Segment Start: Provided records
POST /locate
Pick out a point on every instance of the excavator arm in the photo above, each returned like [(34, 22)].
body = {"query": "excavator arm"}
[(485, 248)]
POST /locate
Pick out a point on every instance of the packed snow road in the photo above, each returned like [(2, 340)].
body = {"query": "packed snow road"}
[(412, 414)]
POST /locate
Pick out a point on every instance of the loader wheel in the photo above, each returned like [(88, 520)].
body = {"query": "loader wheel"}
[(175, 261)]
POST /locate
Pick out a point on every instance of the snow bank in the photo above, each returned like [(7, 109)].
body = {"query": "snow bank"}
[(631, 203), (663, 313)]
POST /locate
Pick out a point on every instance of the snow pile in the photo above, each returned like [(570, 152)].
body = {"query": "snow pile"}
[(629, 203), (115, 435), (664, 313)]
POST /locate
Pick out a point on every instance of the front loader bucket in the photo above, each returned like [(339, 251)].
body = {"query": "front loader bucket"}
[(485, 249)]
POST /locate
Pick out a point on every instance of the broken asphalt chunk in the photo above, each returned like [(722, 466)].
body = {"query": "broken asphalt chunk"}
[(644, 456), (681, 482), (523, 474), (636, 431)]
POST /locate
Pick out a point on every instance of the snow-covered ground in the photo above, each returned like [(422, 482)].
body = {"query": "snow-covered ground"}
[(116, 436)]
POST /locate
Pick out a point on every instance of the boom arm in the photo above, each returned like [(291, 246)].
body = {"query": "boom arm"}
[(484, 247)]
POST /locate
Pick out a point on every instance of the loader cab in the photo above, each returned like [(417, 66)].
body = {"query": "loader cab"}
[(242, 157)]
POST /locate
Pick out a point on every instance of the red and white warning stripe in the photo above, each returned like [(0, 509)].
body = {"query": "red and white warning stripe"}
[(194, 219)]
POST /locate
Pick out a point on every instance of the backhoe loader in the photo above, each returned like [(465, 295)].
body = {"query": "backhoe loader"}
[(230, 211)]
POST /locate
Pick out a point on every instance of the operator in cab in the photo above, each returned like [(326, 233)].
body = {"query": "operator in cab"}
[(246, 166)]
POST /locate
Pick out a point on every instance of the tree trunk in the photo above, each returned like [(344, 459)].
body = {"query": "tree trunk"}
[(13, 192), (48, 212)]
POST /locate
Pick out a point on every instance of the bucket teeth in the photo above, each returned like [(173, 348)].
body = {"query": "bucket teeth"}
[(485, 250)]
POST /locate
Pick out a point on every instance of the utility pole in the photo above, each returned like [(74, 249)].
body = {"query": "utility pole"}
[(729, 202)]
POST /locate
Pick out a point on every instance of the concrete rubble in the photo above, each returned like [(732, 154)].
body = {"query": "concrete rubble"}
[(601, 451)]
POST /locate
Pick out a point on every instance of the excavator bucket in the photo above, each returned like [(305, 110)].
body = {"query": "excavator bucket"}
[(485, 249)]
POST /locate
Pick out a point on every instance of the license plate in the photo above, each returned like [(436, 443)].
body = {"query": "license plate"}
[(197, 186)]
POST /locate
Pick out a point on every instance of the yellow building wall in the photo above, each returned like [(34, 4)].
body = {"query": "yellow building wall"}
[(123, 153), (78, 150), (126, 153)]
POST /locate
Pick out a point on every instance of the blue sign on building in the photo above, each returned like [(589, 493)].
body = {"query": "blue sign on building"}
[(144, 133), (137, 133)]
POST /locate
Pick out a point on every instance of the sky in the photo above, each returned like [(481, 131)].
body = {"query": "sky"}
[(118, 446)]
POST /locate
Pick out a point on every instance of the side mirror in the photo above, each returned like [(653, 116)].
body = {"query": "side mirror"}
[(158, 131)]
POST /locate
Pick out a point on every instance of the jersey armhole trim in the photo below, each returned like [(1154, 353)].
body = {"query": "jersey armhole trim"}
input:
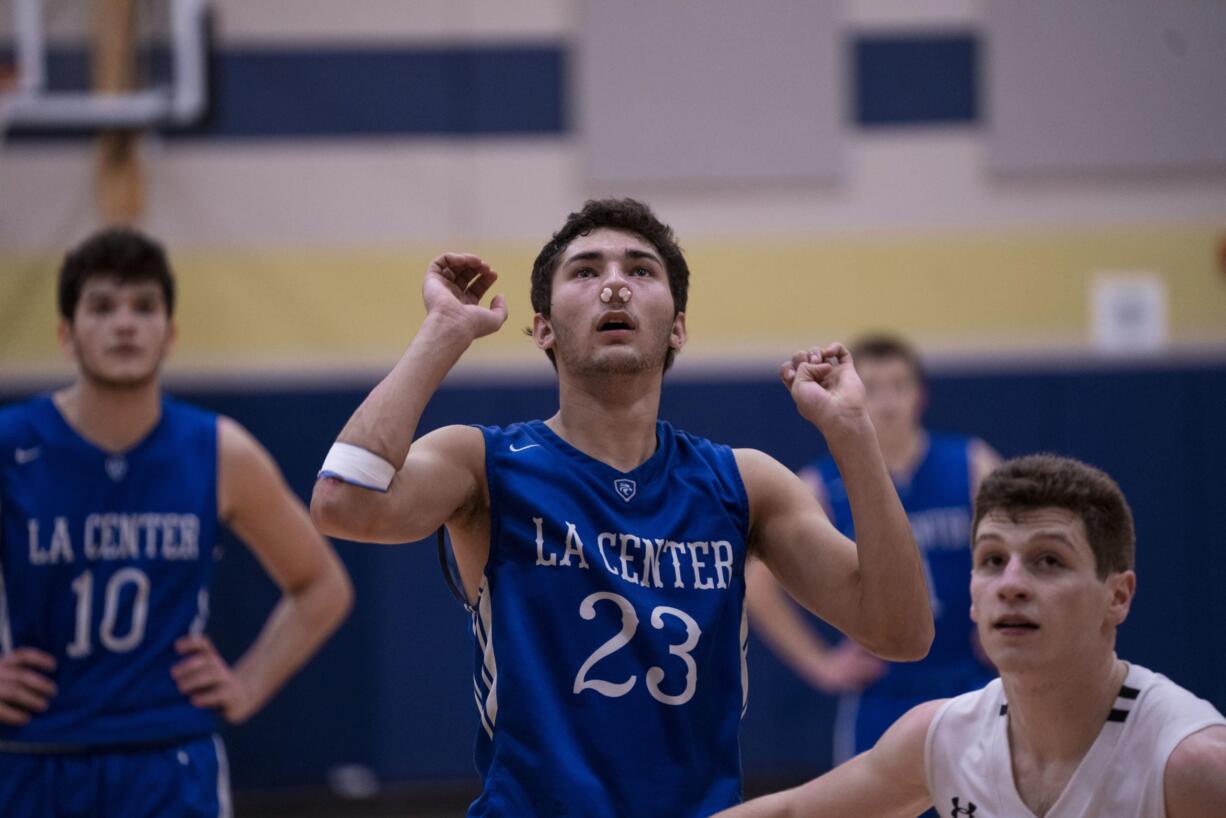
[(929, 740)]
Segment End: Provided records
Instructions to follow: Only lines holding the word "armhole" are wanted, so copy each of them from the records above.

Task result:
Pick out a point on every instance of the jersey armhole trim in the photo below, each returned like [(1154, 353)].
body = {"query": "jersey armhole trim"}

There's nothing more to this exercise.